Texte>
________________________________________
Il existe pourtant à Saint-Denis un besoin criant de services publics, compte tenu de la réalité sociale. Le simple fait que la direction de La Poste de la Seine-Saint-Denis, département comptant 1 400 000 habitants, ait enregistré plus de 900 000 ouvertures de comptes l'année dernière, démontre, par exemple, toutes les attentes placées dans cette structure.
C'est ce traitement inégal, fondé sur des préoccupations financières et trop récurrent dans nos villes, que je tiens à dénoncer. Votre gouvernement entend certes prendre des mesures pour rétablir un certain équilibre entre les quartiers " difficiles " et le reste du territoire, mais quelle image pensez-vous renvoyer à nos concitoyens quand ceux-ci sont traités en citoyens de seconde catégorie, chaque fois qu'ils ont affaire aux services publics, ou plutôt à ce qu'il en reste ?
Les quartiers populaires urbains ne sont pas les seuls à être dans la ligne de mire de votre gouvernement. Je pense notamment à mes collègues représentant les territoires ruraux, pour qui la présence d'un bureau de poste représente un enjeu de cohésion sociale et territoriale. Ils doivent souvent mener une dure bataille, même si elle s'avère parfois vaine, en compagnie de leurs concitoyens. Zones rurales fragiles et quartiers populaires urbains, même combat, serait-on tenté de scander !
Un an après la mobilisation du 5 mars 2005 à Guéret, c'est une convergence nationale des collectifs de défense et de développement des services publics qui prend le relais en organisant par exemple une journée de défense des services publics réunissant les associations, les syndicats, les usagers et les élus qui se battent chaque jour pour le maintien du service public et, surtout, contre la logique marchande commandée en haut lieu par les impératifs dictés par l'OMC.
Pour toutes ces raisons, monsieur le ministre, je demande un rattrapage du niveau du service public postal à Saint-Denis. Comment comptez-vous garantir la nécessaire égalité de traitement entre les usagers, le respect des droits fondamentaux et les missions de service public que doit assurer La Poste ? Allez-vous engager le président de La Poste à utiliser les 557 millions de bénéfices - en grande partie dus à des compressions de personnel - pour créer les 15 000 à 20 000 emplois nécessaires pour assurer un service correspondant à ces objectifs ?
________________________________________
[Entrées de données enregistrées]

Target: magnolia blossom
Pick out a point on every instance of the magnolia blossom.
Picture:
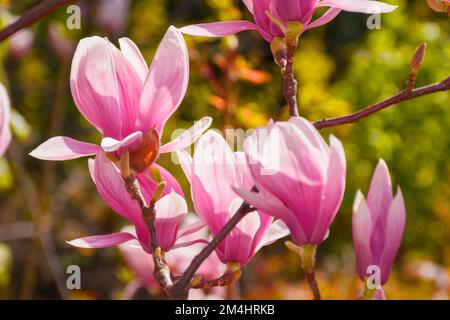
(212, 172)
(378, 225)
(5, 109)
(178, 260)
(170, 213)
(272, 16)
(128, 103)
(300, 179)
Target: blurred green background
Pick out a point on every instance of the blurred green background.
(341, 68)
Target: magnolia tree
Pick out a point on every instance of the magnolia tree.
(287, 181)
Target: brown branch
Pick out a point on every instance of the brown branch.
(398, 98)
(183, 283)
(41, 10)
(161, 270)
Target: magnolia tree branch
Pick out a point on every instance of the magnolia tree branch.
(41, 10)
(183, 283)
(398, 98)
(161, 270)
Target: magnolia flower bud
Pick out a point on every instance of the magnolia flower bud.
(279, 51)
(146, 152)
(418, 58)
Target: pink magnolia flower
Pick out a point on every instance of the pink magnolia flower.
(300, 179)
(128, 103)
(285, 11)
(378, 225)
(212, 172)
(170, 213)
(5, 109)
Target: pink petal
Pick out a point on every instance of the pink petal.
(170, 212)
(134, 56)
(289, 10)
(148, 185)
(221, 29)
(112, 188)
(188, 137)
(214, 166)
(180, 244)
(238, 244)
(64, 148)
(102, 241)
(276, 208)
(111, 145)
(379, 198)
(324, 19)
(249, 5)
(5, 110)
(277, 230)
(379, 295)
(129, 87)
(312, 134)
(5, 140)
(362, 230)
(394, 229)
(186, 163)
(190, 229)
(333, 193)
(362, 6)
(166, 83)
(242, 170)
(94, 85)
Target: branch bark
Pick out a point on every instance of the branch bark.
(41, 10)
(398, 98)
(182, 284)
(161, 270)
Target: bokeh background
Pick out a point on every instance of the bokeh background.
(341, 68)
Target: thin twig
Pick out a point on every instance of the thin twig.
(41, 10)
(398, 98)
(161, 270)
(183, 282)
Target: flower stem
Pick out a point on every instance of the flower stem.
(307, 255)
(283, 50)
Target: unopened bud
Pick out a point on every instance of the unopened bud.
________________________________________
Tâches à réaliser>
1) Transcrivez le passage du texte sur La Poste à Saint-Denis qui commence par « Pour toutes ces » et se termine par « ces objectifs ? ».
2) Veuillez poursuivre le texte sur La Poste à Saint-Denis à partir de sa dernière phrase.

Résultats de l'exercice>
1)
Pour toutes ces raisons, monsieur le ministre, je demande un rattrapage du niveau du service public postal à Saint-Denis. Comment comptez-vous garantir la nécessaire égalité de traitement entre les usagers, le respect des droits fondamentaux et les missions de service public que doit assurer La Poste ? Allez-vous engager le président de La Poste à utiliser les 557 millions de bénéfices - en grande partie dus à des compressions de personnel - pour créer les 15 000 à 20 000 emplois nécessaires pour assurer un service correspondant à ces objectifs ?

2)
M. le président. La parole est à M. le ministre délégué à l'industrie.
M. François Loos, ministre délégué à l'industrie. Monsieur le député, le contrat de plan signé entre La Poste et l'État pour les années 2003 à 2007 réaffirme que le réseau des points de contact évolue en étroite concertation avec les collectivités territoriales et participe à l'évolution des territoires.
La loi du 20 mai 2005 prévoit la couverture du territoire en services postaux de proximité. Ces règles ne pourront autoriser, sauf circonstances exceptionnelles, que plus de 10 % de la population d'un département se trouve éloignée de plus de cinq kilomètres ou de plus de vingt minutes de trajet automobile des plus proches accès du réseau de La Poste. Cela vaut pour le milieu rural, mais répond aussi à votre question sur le service public en général.
Par ailleurs, La Poste adapte ses points de contact à l'évolution des modes de vie et de consommation des clients, sous des formes diversifiées et sur la base de conventions territoriales adaptées à la diversité des territoires.
De plus, cette loi de 2005 prévoit la création d'un fonds postal national de péréquation territoriale destiné à concourir au financement de la contribution de La Poste à l'aménagement du territoire. Ainsi, les points de contact situés dans les zones urbaines sensibles bénéficient d'une majoration significative du montant qu'ils reçoivent au titre du fonds. Les ressources de ce fonds proviendront de l'allégement de la fiscalité locale dont bénéficie La Poste en contrepartie de sa mission d'aménagement du territoire.
Des moyens existent donc, et toutes les évolutions sont conduites avec le souci du dialogue avec les élus, en particulier dans le cadre des commissions départementales de présence postale territoriale, au sein desquelles figure un représentant de l'État chargé notamment de veiller au bon déroulement des processus d'information et de concertation préalables aux adaptations de la présence postale.
C'est ainsi qu'en zone urbaine sensible, comme sur le reste du territoire, l'adaptation des bureaux de poste fait l'objet d'une concertation préalable avec les maires des communes concernées et d'une consultation des comités techniques paritaires. Cette adaptation repose à la fois sur la fréquentation des bureaux et sur la sécurité des quartiers. En particulier, l'aménagement des horaires d'ouverture de ces bureaux doit être en adéquation avec l'environnement commercial et la fréquentation de la clientèle, mais aussi avec les services publics de proximité.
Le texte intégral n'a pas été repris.